■ **Challenge 1**: Could you reproduce the stretch of the heads-up hold'em thread from "Join Date: Mar" through "blinds per game.", switching "thousands" to "hundreds"?
■ **Challenge 2**: Can you resume the heads-up hold'em thread after its last sentence and keep it going?

___ Page extract

Heads Up Hold'em Solved? - Page 3 - Poker News

PartyGirlUK - Computing a perfect adversary to a bot isn't the same thing as computing a Nash equilibrium, and making a perfect adversary is way easier. We developed a technique in 2011 that takes in a strategy and returns the best counter-strategy for beating that strategy, and the expected value of using that counter-strategy. The counter-strategy isn't a Nash equilibrium, and in fact would probably lose horribly if used against any other player. These counter-strategies tend to be very brittle: they win as much as possible against one specific person, but can lose badly to even terrible other players.

Here's a link to the paper (link) describing how we do that computation. It doesn't take much memory, but it takes about 76 CPU-days to measure the exploitability of any one strategy. The "Math is not that important" thread I linked to in my first post goes into a lot more detail, if you're curious about more of the details.

Quote

10-09-2013 , 04:20 PM

#52

PartyGirlUK

Carpal \'Tunnel

Join Date: Nov 2004 Posts: 23,530

How much can you beat the strategy that beats your best strategy for 2bb/100 for?

Quote

10-09-2013 , 04:21 PM

#53

ohsosick

newbie

Join Date: Oct 2013 Posts: 45

When the next man versus Machine match is planned?
With the progress made recently in finding a nash in NLHU, I think a lot of people would like to see it.

Quote

10-09-2013 , 04:31 PM

#54

FullyCompletely

enthusiast

Join Date: Mar 2009 Posts: 64

PartyGirlUK - For that particular one, I'm not sure. We usually just keep the score that the best response would get and not the actual best response strategy, since it would take ~30TB to record it. But all of our earlier experience with other best response counter-strategies suggests that it would be beatable for thousands of mbb/g: multiple big blinds per game.

______
___ Data excerpts

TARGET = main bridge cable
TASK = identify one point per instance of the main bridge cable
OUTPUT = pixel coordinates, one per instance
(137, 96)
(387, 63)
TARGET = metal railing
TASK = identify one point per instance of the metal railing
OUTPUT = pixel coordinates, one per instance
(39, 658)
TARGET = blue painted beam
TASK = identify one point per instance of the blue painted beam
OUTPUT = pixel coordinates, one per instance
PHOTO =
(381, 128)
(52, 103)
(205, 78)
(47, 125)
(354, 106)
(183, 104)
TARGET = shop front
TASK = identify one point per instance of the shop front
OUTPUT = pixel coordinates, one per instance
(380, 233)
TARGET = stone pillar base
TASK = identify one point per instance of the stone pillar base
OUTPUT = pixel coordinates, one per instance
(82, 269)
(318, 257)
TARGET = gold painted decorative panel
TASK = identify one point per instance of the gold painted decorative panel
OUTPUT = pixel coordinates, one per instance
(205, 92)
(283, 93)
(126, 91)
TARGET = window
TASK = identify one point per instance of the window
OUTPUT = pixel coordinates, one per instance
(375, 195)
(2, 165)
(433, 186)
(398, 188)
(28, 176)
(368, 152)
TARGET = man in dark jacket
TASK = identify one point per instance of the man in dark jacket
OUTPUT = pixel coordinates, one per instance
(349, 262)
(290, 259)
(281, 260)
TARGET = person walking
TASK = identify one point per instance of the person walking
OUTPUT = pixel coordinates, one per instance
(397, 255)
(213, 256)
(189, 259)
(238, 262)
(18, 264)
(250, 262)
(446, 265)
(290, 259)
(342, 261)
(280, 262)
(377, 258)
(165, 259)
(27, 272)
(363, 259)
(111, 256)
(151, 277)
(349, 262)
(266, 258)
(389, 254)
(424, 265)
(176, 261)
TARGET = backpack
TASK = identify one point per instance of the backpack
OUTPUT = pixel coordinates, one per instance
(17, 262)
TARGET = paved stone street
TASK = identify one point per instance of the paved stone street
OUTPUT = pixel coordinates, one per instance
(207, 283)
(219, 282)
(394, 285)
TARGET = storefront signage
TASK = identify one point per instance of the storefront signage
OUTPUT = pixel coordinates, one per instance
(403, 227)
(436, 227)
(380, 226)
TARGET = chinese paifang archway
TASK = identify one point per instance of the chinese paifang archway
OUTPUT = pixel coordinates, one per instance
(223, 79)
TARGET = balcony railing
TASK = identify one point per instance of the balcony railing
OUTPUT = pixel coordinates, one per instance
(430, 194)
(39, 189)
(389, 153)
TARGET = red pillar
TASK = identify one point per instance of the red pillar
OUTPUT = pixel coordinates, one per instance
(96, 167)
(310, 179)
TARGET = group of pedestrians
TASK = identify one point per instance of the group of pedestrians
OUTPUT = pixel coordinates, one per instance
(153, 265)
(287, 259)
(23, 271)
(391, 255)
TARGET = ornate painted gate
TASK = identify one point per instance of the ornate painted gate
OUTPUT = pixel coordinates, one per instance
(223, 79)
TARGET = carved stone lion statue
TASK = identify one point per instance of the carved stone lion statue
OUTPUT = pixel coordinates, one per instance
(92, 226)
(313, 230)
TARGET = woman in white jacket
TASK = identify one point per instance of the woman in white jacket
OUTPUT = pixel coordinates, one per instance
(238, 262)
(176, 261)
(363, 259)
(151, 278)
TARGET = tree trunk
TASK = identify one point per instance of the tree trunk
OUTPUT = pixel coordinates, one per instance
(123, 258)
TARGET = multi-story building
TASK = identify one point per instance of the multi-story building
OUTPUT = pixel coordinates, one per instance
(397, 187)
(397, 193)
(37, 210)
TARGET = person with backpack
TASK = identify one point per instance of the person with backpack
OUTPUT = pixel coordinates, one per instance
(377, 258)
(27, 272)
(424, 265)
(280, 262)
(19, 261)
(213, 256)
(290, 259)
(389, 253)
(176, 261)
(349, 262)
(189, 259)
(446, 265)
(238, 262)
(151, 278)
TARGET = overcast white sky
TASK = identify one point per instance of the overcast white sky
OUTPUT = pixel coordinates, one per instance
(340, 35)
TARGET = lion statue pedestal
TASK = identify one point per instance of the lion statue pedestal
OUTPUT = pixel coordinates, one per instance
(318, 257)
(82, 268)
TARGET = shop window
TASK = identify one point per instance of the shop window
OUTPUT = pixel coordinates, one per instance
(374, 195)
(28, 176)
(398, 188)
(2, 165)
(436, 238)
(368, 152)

______

■ **Task answer 1**:
Join Date: Mar 2009 Posts: 64

PartyGirlUK - For that particular one, I'm not sure. We usually just keep the score that the best response would get and not the actual best response strategy, since it would take ~30TB to record it. But all of our earlier experience with other best response counter-strategies suggests that it would be beatable for hundreds of mbb/g: multiple big blinds per game.

■ **Task answer 2**:
We have another branch of research that's aimed at making what we call robust counter-strategies: strategies that are almost as exploitive as a best response, but still not very exploitable, like a Nash equilibrium. It turns out that you can often get 80% or more of the best response's value while only opening up a small hole in your own strategy.

We can't compute those for the full unabstracted game the way we can do best responses, though - it'd be as hard as computing a Nash equilibrium.

ohsosick - No plans for another Man-vs-Machine match just yet.

Quote

10-09-2013 , 04:37 PM

#55

PartyGirlUK

Carpal \'Tunnel

Join Date: Nov 2004 Posts: 23,530

If you don't record the strategy does that mean you have no idea where your AI is getting exploited (e.g, bluffs river too much, limps the button with too defined a range etc.)?

Quote

10-09-2013 , 04:40 PM

#56

jaytorr

centurion

Join Date: May 2003 Posts: 127

Quote:

Originally Posted by PartyGirlUK

How much can you beat the strategy that beats your best strategy for 2bb/100 for?

Keep in mind that the "perfect adversary" could easily be a ridiculous strategy that folds all his bluff catchers in certain spots, raises them in others, etc. just because that's the best response against its slightly unbalanced opponent.

Quote

10-09-2013 , 04:54 PM

#57

crabbyface

banned

Join Date: Oct 2013 Posts: 454

Quote:

Originally Posted by TouchOfEVil

Sick post, also made me feel better about the "bot threat"

, most posts regarding the matter gives me tummy hurt

Quote

10-09-2013 , 05:03 PM

#58

CoronalDischarge

grinder

Join Date: Dec 2006 Posts: 574

Quote:

Originally Posted by FullyCompletely

PartyGirlUK - Computing a perfect adversary to a bot isn't the same thing as computing a Nash equilibrium, and making a perfect adversary is way easier.

So bringing this back to the cryptic mention of 'software' that started this conversation (and I won't mention the player's name again because no one's accusing anyone of anything here)... given that most mid/high stakes HU action nowadays is between players who have a ton of hands on eachother already (or can easily obtain them), isn't the threat of the 'Nemesis bot' quite alarming and real?

What I'm really wondering is, is it feasible to write algorithms that can detect things like 'bluffs too much in x spot', without needing to have solved the game first? I may well be wrong but I can imagine there would be shortcuts for things like that, assuming one had a large sample of hands to work with.

Last edited by CoronalDischarge; 10-09-2013 at 05:09 PM.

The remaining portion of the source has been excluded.